§ EXTRAIT CHOISI

Confiscation des passeports des apprentis djihadistes, assignation à résidence des suspects, contrôle policier des passagers en partance ou en provenance de Syrie et d'Irak... Le premier ministre britannique, David Cameron, doit détailler, lundi 1er septembre devant le Parlement, une nouvelle panoplie législative destinée, selon lui, à contrer la menace terroriste que font courir les jeunes Britanniques enrôlés par l'Etat islamique (EI) susceptibles de frapper leur pays d'origine.
Depuis la révélation des origines anglaises de l'homme qui apparaît comme bourreau du journaliste américain James Foley dans la vidéo revendiquant son exécution, les pressions se sont multipliées, à droite comme à gauche, sur le premier ministre britannique pour réclamer un durcissement de la législation. Le terrorisme « n'est pas un problème nouveau en Grande-Bretagne, a rappelé M. Cameron vendredi. Mais, avec l'Etat islamique, nous sommes confrontés à la menace la plus grave que nous ayons jamais connue. » Les autorités estiment à « au moins 500 » le nombre de ressortissants britanniques partis « en Syrie et potentiellement en Irak » tandis que quelque 250 autres seraient déjà rentrés au Royaume-Uni.
« DES TROUS DANS NOTRE ARSENAL » JURIDIQUE
Au moment où le premier ministre annonçait ainsi, vendredi, son intention de proposer une nouvelle législation antidjihadistes, le Royaume-Uni relevait de « substantiel » à « grave » son niveau d'alerte de sécurité. Ce changement, non perceptible par le public, signifie qu'une attaque est jugée « hautement probable ». Il est lié aux projets terroristes de djihadistes européens combattants en Irak ou en Syrie, même si la ministre de l'intérieur, Theresa May, a affirmé ne disposer d'aucun renseignement précis à ce sujet.

§ CONSIGNE À TRAITER
Pouvez-vous recopier l'extrait sur la riposte antidjihadiste britannique depuis "Confiscation des passeports" jusqu'à "leur pays d'origine." inclus, en substituant "série de mesures législatives" à "panoplie législative" ?

§ DONNÉES FOURNIES
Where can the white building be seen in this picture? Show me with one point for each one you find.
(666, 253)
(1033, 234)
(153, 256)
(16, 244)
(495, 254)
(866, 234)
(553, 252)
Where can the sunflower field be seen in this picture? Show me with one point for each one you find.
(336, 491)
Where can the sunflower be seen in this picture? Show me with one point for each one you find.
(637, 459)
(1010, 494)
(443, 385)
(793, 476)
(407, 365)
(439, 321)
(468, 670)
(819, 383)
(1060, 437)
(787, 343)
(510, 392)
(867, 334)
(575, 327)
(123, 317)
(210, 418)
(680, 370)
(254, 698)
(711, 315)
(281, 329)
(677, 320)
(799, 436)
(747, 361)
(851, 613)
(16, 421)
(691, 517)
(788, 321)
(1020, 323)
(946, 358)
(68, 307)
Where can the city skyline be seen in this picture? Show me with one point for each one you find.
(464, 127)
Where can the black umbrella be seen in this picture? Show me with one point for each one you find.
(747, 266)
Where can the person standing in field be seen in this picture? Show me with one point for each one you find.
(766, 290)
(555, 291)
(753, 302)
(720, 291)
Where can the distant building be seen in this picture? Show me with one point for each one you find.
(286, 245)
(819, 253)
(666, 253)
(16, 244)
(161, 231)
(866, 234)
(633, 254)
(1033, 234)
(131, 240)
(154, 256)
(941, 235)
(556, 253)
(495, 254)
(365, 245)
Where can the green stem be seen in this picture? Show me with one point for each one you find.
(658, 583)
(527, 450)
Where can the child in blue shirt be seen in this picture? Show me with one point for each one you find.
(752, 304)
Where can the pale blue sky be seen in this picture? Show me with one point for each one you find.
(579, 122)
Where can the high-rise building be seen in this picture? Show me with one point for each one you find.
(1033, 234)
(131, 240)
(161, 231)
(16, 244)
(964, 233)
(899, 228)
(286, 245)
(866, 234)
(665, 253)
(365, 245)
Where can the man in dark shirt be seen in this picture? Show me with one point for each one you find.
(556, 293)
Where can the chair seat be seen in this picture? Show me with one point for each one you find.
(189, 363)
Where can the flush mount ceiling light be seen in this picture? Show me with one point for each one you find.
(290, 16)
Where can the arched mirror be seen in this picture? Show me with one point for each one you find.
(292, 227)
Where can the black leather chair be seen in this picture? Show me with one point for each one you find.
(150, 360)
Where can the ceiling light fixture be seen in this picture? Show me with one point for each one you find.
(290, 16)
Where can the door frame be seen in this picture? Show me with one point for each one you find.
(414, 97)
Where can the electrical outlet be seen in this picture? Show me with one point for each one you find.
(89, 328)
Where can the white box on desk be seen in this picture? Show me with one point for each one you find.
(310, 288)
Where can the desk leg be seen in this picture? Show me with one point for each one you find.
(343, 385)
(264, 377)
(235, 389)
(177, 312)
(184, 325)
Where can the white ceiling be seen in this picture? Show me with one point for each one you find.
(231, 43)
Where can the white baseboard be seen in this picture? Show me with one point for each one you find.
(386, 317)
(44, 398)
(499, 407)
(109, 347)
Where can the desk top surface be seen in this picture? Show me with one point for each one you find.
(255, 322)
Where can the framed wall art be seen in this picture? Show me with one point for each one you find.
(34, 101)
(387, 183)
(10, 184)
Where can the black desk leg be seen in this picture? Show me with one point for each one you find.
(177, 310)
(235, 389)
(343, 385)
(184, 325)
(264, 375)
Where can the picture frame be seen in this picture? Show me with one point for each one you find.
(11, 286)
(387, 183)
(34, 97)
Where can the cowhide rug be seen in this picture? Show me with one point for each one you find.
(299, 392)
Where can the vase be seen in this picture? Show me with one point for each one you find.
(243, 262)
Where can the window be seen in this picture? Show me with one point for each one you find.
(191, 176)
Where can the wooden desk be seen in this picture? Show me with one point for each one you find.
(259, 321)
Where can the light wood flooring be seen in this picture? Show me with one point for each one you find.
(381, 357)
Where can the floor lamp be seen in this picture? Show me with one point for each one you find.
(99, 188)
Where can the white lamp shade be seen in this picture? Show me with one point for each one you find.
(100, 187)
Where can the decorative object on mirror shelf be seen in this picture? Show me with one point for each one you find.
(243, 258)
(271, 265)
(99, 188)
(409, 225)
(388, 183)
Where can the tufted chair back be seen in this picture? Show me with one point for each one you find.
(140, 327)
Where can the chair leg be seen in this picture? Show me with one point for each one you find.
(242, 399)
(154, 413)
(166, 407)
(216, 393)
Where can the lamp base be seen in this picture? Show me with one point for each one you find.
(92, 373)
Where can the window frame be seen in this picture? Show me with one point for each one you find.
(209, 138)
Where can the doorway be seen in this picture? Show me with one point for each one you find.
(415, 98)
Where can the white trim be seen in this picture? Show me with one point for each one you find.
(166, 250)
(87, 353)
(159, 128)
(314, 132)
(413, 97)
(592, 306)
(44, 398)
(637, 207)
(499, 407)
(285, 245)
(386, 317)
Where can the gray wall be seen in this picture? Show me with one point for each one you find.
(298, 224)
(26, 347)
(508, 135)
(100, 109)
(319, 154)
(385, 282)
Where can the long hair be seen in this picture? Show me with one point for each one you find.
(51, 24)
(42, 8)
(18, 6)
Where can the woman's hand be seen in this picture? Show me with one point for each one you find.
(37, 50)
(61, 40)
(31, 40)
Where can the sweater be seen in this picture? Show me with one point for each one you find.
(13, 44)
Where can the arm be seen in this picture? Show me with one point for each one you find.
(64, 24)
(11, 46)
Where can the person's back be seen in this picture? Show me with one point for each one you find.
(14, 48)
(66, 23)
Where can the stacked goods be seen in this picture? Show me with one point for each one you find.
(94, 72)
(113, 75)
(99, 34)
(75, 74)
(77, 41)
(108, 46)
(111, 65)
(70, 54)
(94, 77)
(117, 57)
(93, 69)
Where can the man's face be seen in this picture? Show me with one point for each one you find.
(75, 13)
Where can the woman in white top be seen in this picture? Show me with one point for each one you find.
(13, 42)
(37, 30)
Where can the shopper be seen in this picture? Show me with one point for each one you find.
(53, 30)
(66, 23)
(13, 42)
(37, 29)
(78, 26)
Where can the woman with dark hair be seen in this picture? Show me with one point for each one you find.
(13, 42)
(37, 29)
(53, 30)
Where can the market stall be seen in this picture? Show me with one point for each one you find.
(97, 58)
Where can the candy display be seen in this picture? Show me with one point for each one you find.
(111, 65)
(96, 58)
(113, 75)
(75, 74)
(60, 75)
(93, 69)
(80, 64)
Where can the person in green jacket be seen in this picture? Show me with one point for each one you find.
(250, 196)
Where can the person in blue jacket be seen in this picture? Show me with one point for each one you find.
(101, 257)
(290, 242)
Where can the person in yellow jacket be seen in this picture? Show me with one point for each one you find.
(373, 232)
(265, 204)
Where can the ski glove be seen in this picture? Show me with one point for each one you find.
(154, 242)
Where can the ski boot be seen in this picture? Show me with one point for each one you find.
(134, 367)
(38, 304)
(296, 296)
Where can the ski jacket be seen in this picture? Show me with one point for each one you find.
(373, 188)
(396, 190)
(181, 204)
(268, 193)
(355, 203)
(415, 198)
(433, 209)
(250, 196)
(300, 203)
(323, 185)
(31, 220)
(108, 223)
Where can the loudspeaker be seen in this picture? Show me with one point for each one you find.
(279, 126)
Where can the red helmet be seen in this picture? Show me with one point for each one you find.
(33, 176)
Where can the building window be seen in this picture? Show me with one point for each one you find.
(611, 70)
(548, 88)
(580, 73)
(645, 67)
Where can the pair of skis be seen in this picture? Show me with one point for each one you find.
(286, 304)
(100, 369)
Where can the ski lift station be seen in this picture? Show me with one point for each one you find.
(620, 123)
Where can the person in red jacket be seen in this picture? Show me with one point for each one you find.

§ RÉPONSE À LA CONSIGNE
Confiscation des passeports des apprentis djihadistes, assignation à résidence des suspects, contrôle policier des passagers en partance ou en provenance de Syrie et d'Irak... Le premier ministre britannique, David Cameron, doit détailler, lundi 1er septembre devant le Parlement, une nouvelle série de mesures législatives destinée, selon lui, à contrer la menace terroriste que font courir les jeunes Britanniques enrôlés par l'Etat islamique (EI) susceptibles de frapper leur pays d'origine.